When you reach the line in the data below that contains "Wanted = one point per instance on the sidewalk", please start repeating lines exactly, and stop after the line that contains "x=368, y=230", repeating nothing else.
Provided records below:
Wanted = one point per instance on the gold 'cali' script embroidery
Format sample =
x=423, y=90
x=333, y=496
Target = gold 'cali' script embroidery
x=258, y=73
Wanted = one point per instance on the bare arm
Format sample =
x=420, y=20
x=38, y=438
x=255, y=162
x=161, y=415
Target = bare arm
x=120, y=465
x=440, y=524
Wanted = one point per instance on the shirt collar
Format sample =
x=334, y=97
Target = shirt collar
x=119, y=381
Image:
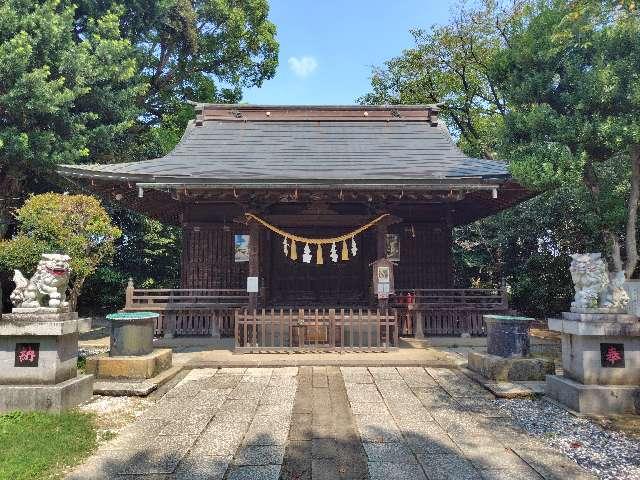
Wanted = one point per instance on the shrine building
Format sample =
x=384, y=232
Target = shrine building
x=342, y=212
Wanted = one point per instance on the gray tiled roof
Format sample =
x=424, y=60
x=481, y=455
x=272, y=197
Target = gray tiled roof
x=330, y=151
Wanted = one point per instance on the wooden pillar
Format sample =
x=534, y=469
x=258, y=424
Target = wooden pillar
x=254, y=261
x=128, y=295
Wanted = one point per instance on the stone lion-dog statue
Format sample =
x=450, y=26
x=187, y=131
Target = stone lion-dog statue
x=47, y=287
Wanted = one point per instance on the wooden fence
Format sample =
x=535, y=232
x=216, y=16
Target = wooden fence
x=188, y=311
x=447, y=312
x=325, y=329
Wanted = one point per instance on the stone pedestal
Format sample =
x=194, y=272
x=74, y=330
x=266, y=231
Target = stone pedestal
x=508, y=349
x=131, y=333
x=133, y=366
x=601, y=362
x=38, y=360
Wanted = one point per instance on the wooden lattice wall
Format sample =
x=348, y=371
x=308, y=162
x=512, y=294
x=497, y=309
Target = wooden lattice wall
x=208, y=260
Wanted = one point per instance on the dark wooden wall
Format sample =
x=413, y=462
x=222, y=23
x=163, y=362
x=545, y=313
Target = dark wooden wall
x=425, y=256
x=208, y=261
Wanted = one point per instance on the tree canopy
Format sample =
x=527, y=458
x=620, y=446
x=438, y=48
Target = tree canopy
x=76, y=225
x=551, y=87
x=572, y=73
x=63, y=98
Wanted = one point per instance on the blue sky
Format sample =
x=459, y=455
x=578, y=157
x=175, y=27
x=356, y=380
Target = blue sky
x=327, y=47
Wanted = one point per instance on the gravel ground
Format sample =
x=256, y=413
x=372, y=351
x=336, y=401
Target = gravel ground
x=608, y=454
x=85, y=352
x=114, y=413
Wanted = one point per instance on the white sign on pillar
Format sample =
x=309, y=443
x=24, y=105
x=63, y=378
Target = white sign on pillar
x=252, y=285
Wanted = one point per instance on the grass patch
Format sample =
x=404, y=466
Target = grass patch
x=40, y=445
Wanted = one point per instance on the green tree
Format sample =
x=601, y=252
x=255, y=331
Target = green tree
x=148, y=251
x=76, y=225
x=450, y=65
x=63, y=98
x=572, y=73
x=194, y=50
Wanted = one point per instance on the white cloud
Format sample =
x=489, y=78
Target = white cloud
x=303, y=66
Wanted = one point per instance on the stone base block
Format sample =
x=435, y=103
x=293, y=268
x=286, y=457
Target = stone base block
x=510, y=369
x=594, y=399
x=136, y=388
x=130, y=367
x=47, y=398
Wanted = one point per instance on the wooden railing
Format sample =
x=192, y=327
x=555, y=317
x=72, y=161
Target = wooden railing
x=326, y=329
x=188, y=311
x=446, y=312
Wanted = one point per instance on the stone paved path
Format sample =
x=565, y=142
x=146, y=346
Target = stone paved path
x=317, y=423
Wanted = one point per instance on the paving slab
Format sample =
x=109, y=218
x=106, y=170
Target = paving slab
x=326, y=422
x=395, y=471
x=393, y=452
x=263, y=472
x=259, y=455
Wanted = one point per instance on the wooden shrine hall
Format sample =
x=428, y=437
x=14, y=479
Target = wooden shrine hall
x=313, y=226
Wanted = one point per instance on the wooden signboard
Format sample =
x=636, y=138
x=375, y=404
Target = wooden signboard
x=383, y=278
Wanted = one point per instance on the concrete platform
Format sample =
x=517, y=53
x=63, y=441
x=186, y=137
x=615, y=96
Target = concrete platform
x=24, y=328
x=494, y=367
x=138, y=367
x=594, y=399
x=141, y=388
x=48, y=398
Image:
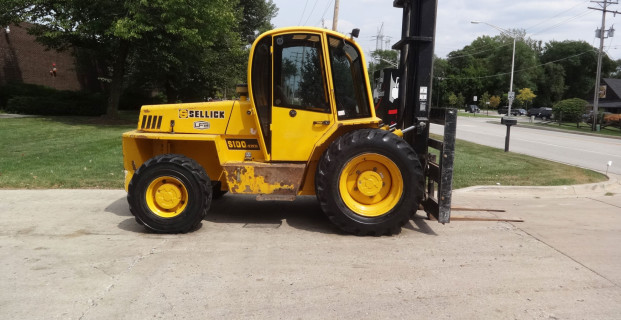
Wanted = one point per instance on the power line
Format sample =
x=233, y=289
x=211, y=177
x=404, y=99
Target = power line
x=520, y=70
x=584, y=13
x=310, y=14
x=558, y=14
x=303, y=11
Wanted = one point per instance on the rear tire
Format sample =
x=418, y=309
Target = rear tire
x=369, y=182
x=169, y=193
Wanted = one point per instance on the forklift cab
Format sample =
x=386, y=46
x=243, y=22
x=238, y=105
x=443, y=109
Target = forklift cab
x=303, y=82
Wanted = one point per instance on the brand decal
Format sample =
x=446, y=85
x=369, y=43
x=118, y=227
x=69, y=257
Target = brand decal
x=201, y=125
x=242, y=144
x=200, y=114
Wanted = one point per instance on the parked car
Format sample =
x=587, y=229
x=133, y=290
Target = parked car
x=544, y=113
x=532, y=112
x=473, y=108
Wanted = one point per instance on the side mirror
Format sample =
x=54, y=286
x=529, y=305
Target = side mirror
x=251, y=38
x=355, y=33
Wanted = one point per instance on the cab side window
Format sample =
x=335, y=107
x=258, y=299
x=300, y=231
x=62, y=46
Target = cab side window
x=261, y=84
x=299, y=73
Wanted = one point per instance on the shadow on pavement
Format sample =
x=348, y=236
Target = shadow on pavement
x=119, y=207
x=304, y=213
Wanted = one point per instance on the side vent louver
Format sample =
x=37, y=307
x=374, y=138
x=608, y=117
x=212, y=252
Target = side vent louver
x=151, y=122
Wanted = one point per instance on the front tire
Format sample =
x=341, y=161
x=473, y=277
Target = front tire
x=169, y=193
x=369, y=182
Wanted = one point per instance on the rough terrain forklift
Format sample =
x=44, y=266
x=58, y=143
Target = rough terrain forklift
x=304, y=124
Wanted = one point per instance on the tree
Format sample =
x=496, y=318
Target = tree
x=382, y=59
x=579, y=61
x=551, y=85
x=570, y=110
x=494, y=102
x=525, y=96
x=257, y=16
x=176, y=44
x=484, y=100
x=453, y=100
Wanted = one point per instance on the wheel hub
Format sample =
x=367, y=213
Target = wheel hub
x=369, y=183
x=168, y=196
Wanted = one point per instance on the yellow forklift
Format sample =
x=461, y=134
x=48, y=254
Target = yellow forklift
x=304, y=124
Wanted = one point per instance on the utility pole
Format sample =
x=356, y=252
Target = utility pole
x=600, y=34
x=335, y=19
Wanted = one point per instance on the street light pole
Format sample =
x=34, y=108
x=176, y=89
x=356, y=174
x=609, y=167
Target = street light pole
x=511, y=93
x=508, y=121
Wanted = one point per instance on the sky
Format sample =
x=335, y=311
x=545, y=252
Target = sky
x=544, y=20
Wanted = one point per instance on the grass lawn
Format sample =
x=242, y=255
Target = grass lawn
x=78, y=152
x=481, y=165
x=61, y=152
x=584, y=128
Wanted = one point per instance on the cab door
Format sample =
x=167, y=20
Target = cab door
x=301, y=112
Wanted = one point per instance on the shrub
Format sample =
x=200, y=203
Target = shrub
x=570, y=110
x=59, y=105
x=39, y=100
x=14, y=89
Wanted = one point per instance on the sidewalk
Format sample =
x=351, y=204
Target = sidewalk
x=79, y=254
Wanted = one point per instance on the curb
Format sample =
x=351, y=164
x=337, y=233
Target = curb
x=613, y=185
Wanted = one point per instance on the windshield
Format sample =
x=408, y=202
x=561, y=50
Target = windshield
x=350, y=90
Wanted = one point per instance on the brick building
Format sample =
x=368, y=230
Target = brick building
x=22, y=59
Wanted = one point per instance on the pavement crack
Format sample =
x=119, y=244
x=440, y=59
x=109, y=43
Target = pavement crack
x=93, y=302
x=569, y=257
x=604, y=202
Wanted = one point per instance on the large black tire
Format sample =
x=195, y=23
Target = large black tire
x=169, y=193
x=216, y=187
x=389, y=173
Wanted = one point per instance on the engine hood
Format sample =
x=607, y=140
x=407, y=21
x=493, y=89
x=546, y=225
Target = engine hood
x=202, y=117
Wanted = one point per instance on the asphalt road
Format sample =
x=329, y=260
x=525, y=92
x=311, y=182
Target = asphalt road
x=585, y=151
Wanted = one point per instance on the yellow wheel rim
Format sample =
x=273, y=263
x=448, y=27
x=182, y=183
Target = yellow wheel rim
x=167, y=197
x=371, y=184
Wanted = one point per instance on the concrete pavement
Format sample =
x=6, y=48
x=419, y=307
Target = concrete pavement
x=79, y=254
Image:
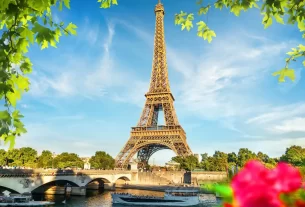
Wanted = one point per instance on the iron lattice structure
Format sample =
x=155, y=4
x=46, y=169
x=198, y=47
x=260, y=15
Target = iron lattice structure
x=148, y=138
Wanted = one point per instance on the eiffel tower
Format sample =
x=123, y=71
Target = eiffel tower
x=148, y=137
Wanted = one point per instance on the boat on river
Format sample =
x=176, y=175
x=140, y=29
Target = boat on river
x=22, y=200
x=173, y=197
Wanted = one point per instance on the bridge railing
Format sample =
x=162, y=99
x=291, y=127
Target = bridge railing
x=54, y=172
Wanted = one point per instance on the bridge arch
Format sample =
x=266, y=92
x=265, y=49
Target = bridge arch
x=99, y=180
x=3, y=188
x=164, y=144
x=53, y=183
x=123, y=178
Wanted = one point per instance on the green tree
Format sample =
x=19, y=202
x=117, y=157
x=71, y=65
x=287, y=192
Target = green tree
x=204, y=157
x=187, y=163
x=244, y=155
x=45, y=159
x=102, y=160
x=294, y=155
x=28, y=157
x=23, y=23
x=262, y=157
x=2, y=157
x=232, y=157
x=66, y=159
x=13, y=158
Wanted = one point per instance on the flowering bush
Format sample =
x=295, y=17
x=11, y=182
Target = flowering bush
x=257, y=186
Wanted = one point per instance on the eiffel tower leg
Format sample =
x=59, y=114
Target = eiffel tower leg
x=145, y=153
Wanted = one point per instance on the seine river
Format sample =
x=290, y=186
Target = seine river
x=101, y=199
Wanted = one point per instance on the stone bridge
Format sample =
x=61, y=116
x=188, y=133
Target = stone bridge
x=26, y=181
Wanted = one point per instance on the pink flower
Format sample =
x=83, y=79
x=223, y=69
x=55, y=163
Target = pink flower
x=256, y=186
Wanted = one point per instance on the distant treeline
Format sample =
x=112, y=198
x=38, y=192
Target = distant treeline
x=220, y=161
x=28, y=157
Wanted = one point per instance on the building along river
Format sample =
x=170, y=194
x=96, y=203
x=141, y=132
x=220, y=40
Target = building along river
x=95, y=198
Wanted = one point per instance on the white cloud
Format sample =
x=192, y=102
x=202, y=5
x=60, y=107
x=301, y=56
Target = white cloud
x=278, y=113
x=292, y=125
x=221, y=81
x=89, y=83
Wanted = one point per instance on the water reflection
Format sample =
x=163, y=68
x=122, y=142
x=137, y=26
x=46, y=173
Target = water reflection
x=96, y=198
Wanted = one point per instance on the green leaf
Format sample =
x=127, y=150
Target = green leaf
x=60, y=5
x=10, y=139
x=190, y=17
x=13, y=97
x=204, y=10
x=301, y=47
x=26, y=33
x=279, y=19
x=301, y=24
x=201, y=25
x=16, y=115
x=22, y=82
x=22, y=45
x=5, y=116
x=236, y=9
x=67, y=3
x=285, y=72
x=199, y=2
x=267, y=21
x=210, y=35
x=71, y=28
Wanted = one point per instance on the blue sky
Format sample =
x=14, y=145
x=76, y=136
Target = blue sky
x=87, y=93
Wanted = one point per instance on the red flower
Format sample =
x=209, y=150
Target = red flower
x=300, y=203
x=256, y=186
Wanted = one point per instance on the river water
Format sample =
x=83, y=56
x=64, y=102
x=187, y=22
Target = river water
x=103, y=198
End of Provided records.
● Your solution
Wanted = one point per instance on the sidewalk
Format sample =
x=351, y=204
Target = sidewalk
x=79, y=254
Wanted = one point per instance on the curb
Format sample =
x=351, y=164
x=337, y=233
Target = curb
x=613, y=185
Wanted = one point per instance on the windshield
Format sample =
x=408, y=202
x=561, y=50
Target = windshield
x=350, y=90
Wanted = one point per instance on the brick building
Format sample =
x=368, y=230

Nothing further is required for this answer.